* _Exercise details_
Of the lines below, count those containing the word "elliptical". Reply with the number alone.

==== Task data

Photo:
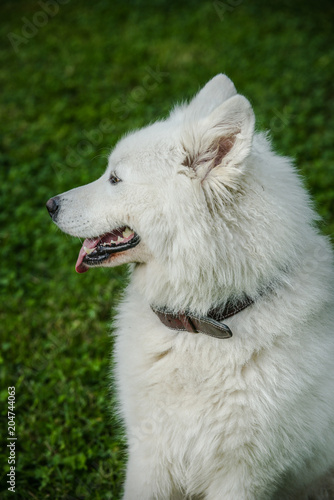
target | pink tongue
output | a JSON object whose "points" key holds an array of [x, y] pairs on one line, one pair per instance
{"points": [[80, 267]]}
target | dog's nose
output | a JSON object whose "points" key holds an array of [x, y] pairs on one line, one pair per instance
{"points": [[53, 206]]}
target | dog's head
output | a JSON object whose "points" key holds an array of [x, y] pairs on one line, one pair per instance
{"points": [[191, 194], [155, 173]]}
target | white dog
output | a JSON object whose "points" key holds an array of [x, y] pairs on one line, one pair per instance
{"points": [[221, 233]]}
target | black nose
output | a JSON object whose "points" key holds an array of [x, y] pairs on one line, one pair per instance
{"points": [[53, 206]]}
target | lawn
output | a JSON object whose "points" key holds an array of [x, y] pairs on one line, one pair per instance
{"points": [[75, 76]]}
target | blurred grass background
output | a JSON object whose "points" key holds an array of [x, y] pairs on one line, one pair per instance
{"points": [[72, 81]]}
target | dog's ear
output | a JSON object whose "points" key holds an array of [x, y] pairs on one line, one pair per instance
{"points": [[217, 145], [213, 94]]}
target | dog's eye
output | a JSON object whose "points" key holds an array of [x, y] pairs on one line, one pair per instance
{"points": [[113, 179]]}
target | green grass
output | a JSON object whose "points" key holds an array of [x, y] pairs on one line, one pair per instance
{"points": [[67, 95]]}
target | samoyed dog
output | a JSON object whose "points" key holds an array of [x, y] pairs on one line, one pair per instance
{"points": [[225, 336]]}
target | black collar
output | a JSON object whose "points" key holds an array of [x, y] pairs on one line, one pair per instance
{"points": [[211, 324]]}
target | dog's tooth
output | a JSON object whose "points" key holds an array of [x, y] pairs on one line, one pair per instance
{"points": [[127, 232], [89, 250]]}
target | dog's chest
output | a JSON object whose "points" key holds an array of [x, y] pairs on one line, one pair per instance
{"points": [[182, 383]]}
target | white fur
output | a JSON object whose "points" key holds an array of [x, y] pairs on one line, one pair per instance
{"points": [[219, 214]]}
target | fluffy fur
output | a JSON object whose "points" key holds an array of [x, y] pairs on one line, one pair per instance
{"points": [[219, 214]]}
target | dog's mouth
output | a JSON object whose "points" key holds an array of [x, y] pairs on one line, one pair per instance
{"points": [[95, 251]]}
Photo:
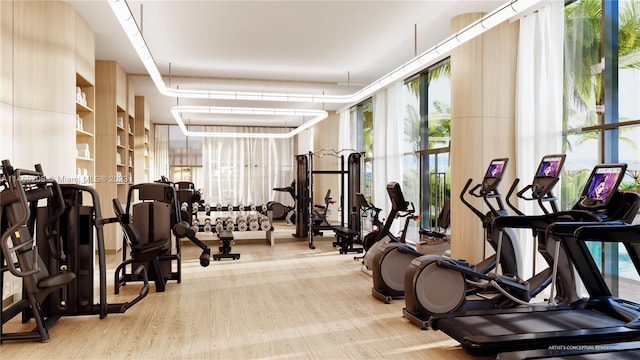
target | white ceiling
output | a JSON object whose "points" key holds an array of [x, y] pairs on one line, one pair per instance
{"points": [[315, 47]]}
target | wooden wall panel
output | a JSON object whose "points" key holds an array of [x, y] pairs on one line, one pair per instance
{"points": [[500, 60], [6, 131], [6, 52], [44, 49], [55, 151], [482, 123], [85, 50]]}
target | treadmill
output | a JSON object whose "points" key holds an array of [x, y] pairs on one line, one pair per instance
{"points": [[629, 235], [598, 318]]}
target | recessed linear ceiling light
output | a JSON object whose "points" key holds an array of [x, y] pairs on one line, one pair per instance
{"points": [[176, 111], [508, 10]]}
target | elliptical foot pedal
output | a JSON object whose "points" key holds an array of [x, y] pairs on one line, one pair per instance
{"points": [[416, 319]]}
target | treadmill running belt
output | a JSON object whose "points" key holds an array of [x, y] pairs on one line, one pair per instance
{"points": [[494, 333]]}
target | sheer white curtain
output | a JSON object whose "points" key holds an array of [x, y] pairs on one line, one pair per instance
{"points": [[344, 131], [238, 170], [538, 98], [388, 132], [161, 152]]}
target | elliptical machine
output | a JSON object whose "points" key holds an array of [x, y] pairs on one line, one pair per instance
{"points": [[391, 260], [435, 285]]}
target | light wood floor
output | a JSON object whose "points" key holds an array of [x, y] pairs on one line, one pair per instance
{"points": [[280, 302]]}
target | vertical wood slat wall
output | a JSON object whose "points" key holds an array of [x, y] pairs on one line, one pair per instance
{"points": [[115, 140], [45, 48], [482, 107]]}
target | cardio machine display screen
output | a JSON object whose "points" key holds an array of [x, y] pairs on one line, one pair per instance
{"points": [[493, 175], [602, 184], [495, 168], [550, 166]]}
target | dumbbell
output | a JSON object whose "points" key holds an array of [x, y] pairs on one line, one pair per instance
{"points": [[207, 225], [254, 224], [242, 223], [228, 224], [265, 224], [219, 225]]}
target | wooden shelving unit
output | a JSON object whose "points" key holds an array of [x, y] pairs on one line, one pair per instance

========

* _Your response_
2